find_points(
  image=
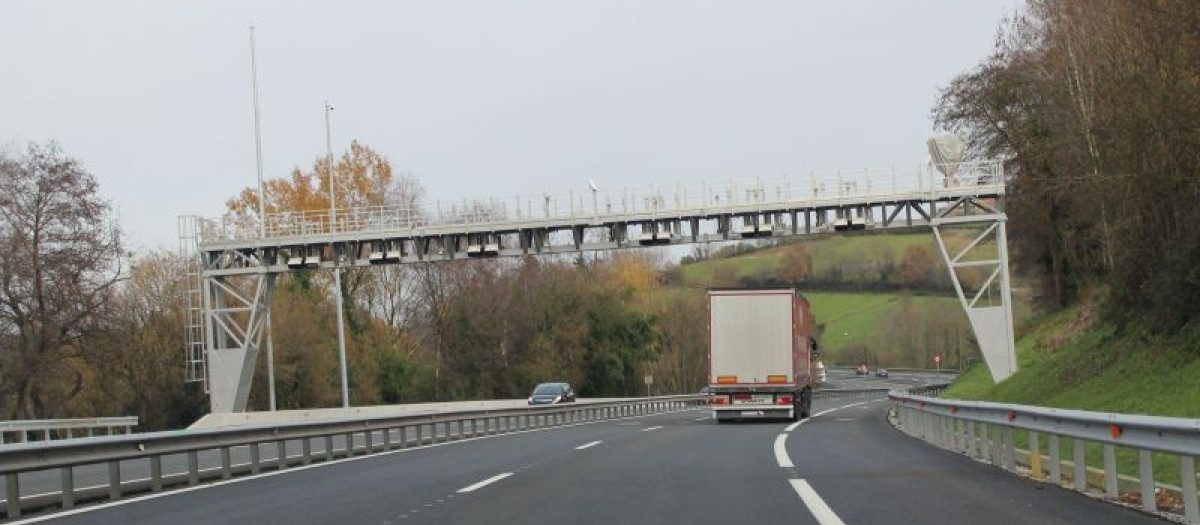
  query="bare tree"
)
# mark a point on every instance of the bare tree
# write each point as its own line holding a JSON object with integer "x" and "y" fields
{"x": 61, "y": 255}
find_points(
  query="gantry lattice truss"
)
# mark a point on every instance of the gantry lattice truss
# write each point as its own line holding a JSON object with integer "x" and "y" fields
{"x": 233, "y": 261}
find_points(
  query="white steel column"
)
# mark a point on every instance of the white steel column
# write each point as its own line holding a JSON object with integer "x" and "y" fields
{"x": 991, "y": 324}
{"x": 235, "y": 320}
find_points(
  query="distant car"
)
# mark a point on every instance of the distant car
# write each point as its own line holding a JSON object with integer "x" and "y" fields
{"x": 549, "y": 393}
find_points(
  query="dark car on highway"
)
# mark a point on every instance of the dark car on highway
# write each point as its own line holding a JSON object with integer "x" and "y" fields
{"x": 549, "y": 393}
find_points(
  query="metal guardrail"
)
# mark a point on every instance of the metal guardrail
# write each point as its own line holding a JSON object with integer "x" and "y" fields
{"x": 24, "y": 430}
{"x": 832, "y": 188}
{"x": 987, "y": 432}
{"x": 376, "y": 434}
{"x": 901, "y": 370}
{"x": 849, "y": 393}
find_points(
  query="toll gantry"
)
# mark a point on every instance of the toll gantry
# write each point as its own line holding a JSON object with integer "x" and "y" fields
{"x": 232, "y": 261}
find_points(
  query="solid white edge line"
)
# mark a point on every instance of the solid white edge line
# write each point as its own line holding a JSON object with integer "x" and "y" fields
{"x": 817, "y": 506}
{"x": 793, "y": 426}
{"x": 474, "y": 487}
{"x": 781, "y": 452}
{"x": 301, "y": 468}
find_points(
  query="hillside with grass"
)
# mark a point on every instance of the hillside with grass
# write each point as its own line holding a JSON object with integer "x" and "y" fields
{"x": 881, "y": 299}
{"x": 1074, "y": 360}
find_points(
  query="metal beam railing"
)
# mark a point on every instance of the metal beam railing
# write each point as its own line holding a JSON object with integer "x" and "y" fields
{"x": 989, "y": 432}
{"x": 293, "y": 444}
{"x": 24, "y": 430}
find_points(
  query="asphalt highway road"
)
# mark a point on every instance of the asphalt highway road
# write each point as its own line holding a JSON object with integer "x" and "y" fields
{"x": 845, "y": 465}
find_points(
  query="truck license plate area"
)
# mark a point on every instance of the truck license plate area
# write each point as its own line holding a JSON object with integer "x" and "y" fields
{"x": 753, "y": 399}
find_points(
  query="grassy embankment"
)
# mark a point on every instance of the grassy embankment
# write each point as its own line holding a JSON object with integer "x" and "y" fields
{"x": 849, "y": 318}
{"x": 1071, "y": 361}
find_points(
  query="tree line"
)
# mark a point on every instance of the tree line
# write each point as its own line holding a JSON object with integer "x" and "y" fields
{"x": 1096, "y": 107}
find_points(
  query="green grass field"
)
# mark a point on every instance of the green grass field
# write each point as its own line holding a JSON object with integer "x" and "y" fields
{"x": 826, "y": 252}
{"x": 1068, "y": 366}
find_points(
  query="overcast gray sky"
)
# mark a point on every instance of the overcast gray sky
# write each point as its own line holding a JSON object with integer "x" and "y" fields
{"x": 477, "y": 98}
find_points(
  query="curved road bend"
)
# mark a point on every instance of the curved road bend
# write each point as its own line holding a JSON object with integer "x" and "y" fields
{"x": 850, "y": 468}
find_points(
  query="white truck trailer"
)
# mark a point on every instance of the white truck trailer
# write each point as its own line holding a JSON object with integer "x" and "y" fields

## WHAT IS BEING ASKED
Without the pictures, restate all of the entries above verbatim.

## EXERCISE SOLUTION
find_points(
  image=
  query="bare tree"
)
# mark a point on every instance of the bare tree
# write each point as its own line holding a JSON object with integer "x" and "y" fields
{"x": 61, "y": 255}
find_points(
  query="gantry lattice truss"
)
# mark a point on every instance of the gantry lattice truss
# write each point as its own line holding a JSON object with integer "x" and "y" fields
{"x": 233, "y": 261}
find_points(
  query="white steel column"
)
# mark a point on every instance of the white steel column
# write each point as its own line holding a JSON object with integer "x" and "y" fields
{"x": 991, "y": 324}
{"x": 235, "y": 320}
find_points(
  query="distant car"
)
# mark a point on every instance of the distant car
# write each point as its own line holding a JSON object with integer "x" and "y" fields
{"x": 549, "y": 393}
find_points(
  query="dark car on highway"
)
# mark a point on every instance of the dark car on highway
# write each point as its own line holding a JSON object with integer "x" and "y" fields
{"x": 549, "y": 393}
find_points(
  query="metal guardrail"
)
# mark a point on every instance of the metal guardrail
# write each point as its own line holding a JSON object with integer "x" and "y" fields
{"x": 24, "y": 430}
{"x": 832, "y": 188}
{"x": 987, "y": 432}
{"x": 376, "y": 434}
{"x": 901, "y": 370}
{"x": 849, "y": 393}
find_points(
  query="toll gantry"
)
# mark a point on every instance of the toll gantry
# write each point as its own line holding a JSON object with integer "x" and "y" fields
{"x": 232, "y": 261}
find_points(
  query="solid white edge line"
)
# mark a point on every instance of the solid white edge line
# write each point as its own line holding a JSON object with integer "x" and "y" fields
{"x": 817, "y": 506}
{"x": 793, "y": 426}
{"x": 474, "y": 487}
{"x": 781, "y": 452}
{"x": 301, "y": 468}
find_points(
  query="hillside with grass"
)
# mark a point on every instance of the hillside with grass
# write each point as its own line holding a JSON object with integer "x" and "y" fields
{"x": 881, "y": 299}
{"x": 1074, "y": 360}
find_points(
  query="metal beam railing"
)
# mark a point on every instance of the metal beam railing
# write each point as its own line holding a JSON object with integer "x" and "y" fields
{"x": 989, "y": 432}
{"x": 293, "y": 444}
{"x": 24, "y": 430}
find_points(
  query="asphalt highway road"
)
# mark a point on every instance of the asphalt highway road
# write each point as its own line holding a JSON object with integer "x" and "y" fields
{"x": 845, "y": 465}
find_points(
  query="truck license plate area"
)
# mark a point on every instance of the truck license plate area
# write each point as its own line holding a JSON object with integer "x" and "y" fields
{"x": 753, "y": 399}
find_points(
  query="grassy embankment"
)
# mark a point on every instance of the grassy embankment
# write each point as its own line holding a JSON object with integer "x" and "y" fields
{"x": 849, "y": 318}
{"x": 1071, "y": 361}
find_points(
  query="tree line"
)
# mark a point on every instance of the tree line
# write each point as its own line holding a JSON object with integer "x" and "y" fields
{"x": 1096, "y": 107}
find_points(
  query="green grass field"
)
# mark a point on every instance of the green grass field
# write each point as its own line holding a JSON object with integer "x" and "y" fields
{"x": 826, "y": 252}
{"x": 1068, "y": 366}
find_points(
  query="overcast gray sky"
)
# mark a point on every instance of the overcast gray sky
# write each point as its own line holding a JSON object with integer "x" and "y" fields
{"x": 477, "y": 98}
find_points(
  query="curved road bend"
)
# mark a point on every instance of the curved road bend
# write each point as its own line holding a JSON object with integer "x" and "y" fields
{"x": 850, "y": 468}
find_points(
  query="white truck trailer"
)
# mark a point on every instance of the white truck trailer
# write each point as its own line holding a JSON object with integer "x" and "y" fields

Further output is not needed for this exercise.